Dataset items
== Segment start ==
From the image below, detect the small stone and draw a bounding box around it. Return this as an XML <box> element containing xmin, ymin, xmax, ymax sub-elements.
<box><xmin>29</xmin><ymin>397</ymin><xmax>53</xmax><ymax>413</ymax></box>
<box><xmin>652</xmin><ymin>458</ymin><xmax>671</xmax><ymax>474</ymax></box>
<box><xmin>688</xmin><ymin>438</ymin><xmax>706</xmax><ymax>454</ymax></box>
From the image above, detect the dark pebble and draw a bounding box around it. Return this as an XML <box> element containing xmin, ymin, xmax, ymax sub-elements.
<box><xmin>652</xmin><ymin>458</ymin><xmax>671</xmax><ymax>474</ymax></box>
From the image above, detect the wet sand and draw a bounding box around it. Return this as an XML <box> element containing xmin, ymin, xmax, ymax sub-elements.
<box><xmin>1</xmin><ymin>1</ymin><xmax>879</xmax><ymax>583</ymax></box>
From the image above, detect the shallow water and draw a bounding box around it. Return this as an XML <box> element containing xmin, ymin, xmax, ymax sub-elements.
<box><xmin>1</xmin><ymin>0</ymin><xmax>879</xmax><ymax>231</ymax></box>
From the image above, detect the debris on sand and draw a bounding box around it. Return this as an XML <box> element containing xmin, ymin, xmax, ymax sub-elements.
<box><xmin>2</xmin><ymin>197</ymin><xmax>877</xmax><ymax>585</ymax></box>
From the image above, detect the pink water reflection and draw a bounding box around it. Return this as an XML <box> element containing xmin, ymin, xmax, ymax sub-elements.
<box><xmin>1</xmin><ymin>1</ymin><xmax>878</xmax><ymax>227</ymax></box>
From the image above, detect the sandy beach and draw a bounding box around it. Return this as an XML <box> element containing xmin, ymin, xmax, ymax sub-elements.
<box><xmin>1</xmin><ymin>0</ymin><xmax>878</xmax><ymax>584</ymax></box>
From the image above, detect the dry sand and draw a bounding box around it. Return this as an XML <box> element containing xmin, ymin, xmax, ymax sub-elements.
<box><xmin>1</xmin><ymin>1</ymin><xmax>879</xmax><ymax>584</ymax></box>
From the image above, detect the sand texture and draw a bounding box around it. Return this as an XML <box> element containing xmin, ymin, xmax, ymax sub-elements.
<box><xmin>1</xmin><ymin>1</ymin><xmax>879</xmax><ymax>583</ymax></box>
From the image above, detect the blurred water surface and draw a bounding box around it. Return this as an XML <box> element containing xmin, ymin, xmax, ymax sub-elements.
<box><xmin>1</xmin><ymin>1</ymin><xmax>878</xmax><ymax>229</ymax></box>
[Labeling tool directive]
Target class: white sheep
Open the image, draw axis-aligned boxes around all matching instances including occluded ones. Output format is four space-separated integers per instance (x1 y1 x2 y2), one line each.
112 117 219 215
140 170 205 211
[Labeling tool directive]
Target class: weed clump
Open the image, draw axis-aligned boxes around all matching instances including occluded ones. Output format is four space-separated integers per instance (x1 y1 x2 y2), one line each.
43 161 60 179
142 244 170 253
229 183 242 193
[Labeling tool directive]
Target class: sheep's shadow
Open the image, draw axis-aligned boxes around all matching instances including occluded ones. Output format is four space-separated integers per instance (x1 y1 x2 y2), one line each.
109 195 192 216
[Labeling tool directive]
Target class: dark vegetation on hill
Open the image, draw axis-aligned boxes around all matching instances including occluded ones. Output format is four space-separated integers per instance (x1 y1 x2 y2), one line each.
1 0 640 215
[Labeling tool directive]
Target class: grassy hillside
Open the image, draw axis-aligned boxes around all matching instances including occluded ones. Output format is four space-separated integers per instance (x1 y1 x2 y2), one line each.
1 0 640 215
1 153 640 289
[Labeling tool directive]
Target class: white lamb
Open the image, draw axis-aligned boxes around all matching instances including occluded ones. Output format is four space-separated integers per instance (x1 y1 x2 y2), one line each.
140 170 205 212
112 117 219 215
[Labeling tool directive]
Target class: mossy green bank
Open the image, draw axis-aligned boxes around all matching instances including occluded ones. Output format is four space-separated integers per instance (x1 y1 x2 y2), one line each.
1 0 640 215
== Segment end ==
Give back each record, exactly as it reads.

From the image below, detect the small stone and draw a bounding box around it. Return this as an XML <box> element containing xmin, ymin, xmax, ymax sub-elements.
<box><xmin>29</xmin><ymin>397</ymin><xmax>53</xmax><ymax>413</ymax></box>
<box><xmin>652</xmin><ymin>458</ymin><xmax>671</xmax><ymax>474</ymax></box>
<box><xmin>688</xmin><ymin>438</ymin><xmax>706</xmax><ymax>454</ymax></box>
From the image above, detect the dark pebble and draw a bounding box around it. Return this as an XML <box> element containing xmin, ymin, xmax, ymax sub-elements.
<box><xmin>652</xmin><ymin>458</ymin><xmax>671</xmax><ymax>474</ymax></box>
From the image above, detect the wet sand and draw a bounding box around it. Return this as an XML <box> element containing xmin, ymin, xmax, ymax sub-elements.
<box><xmin>1</xmin><ymin>1</ymin><xmax>879</xmax><ymax>583</ymax></box>
From the image above, detect the shallow water and draw a bounding box around it. Return this as an XML <box> element containing xmin, ymin, xmax, ymax sub-elements.
<box><xmin>1</xmin><ymin>0</ymin><xmax>879</xmax><ymax>231</ymax></box>
From the image above, detect the debris on sand and draw a bounding box around it. Return this as an XML <box> element containing xmin, ymin, xmax, ymax sub-elements.
<box><xmin>2</xmin><ymin>197</ymin><xmax>877</xmax><ymax>585</ymax></box>
From the image above, detect the pink water reflection and draw a bounding box around it. Return this as an XML <box> element containing xmin, ymin, xmax, ymax sub-elements.
<box><xmin>1</xmin><ymin>1</ymin><xmax>878</xmax><ymax>227</ymax></box>
From the image above, detect the sandy beach and draw a bounding box around it. Return this as an XML <box> element containing xmin, ymin, xmax, ymax sub-elements.
<box><xmin>1</xmin><ymin>0</ymin><xmax>878</xmax><ymax>584</ymax></box>
From the image above, detect the dry sand and draw a bounding box around it. Return this as an XML <box> element containing xmin, ymin, xmax, ymax sub-elements.
<box><xmin>1</xmin><ymin>1</ymin><xmax>879</xmax><ymax>584</ymax></box>
From the image above, detect the sand texture and draw a bounding box around it. Return this as an XML <box> element containing xmin, ymin, xmax, ymax sub-elements.
<box><xmin>1</xmin><ymin>1</ymin><xmax>879</xmax><ymax>583</ymax></box>
From the image above, detect the blurred water surface and draw a bounding box around it. Return this as an XML <box> element containing xmin, ymin, xmax, ymax sub-elements.
<box><xmin>1</xmin><ymin>1</ymin><xmax>878</xmax><ymax>229</ymax></box>
[Labeling tool directive]
Target class: white sheep
Open the image, draw axis-aligned boxes around all matching instances including occluded ones. Output format is four space-separated integers per instance (x1 y1 x2 y2), one line each.
112 117 219 215
140 170 205 211
[Labeling tool directive]
Target class: weed clump
Open the image, draw axis-aligned boxes around all matching instances including occluded ones. Output format is four space-separated integers per instance (x1 y1 x2 y2), one line each.
43 161 60 179
142 244 170 253
229 183 242 193
[Labeling tool directive]
Target class: sheep's shadow
Open the image, draw axis-aligned boxes around all matching instances including occluded ones. Output format is four space-separated integers per instance (x1 y1 x2 y2), one line each.
109 195 192 216
[Labeling tool directive]
Target class: dark vegetation on hill
Open the image, draw axis-aligned boxes around all matching instances including occluded ones. Output format is four space-separated integers per instance (x1 y1 x2 y2), one line each.
1 0 640 215
[Labeling tool directive]
Target class: grassy hillside
Open the image, draw axis-aligned boxes around all matching instances including occluded ones. Output format is four space-separated integers per instance (x1 y1 x2 y2), one line each.
1 0 640 215
1 153 640 289
[Labeling tool directive]
Target class: white lamb
Open the image, draw axis-aligned boxes around all matching instances including occluded ones. Output format is four space-separated integers per instance (x1 y1 x2 y2), one line each.
140 170 205 212
112 117 219 215
[Labeling tool directive]
Target class: mossy green bank
Open the image, draw axis-aligned boxes around all matching instances including occluded ones. Output format is four space-separated integers per instance (x1 y1 x2 y2), one line each.
1 0 640 215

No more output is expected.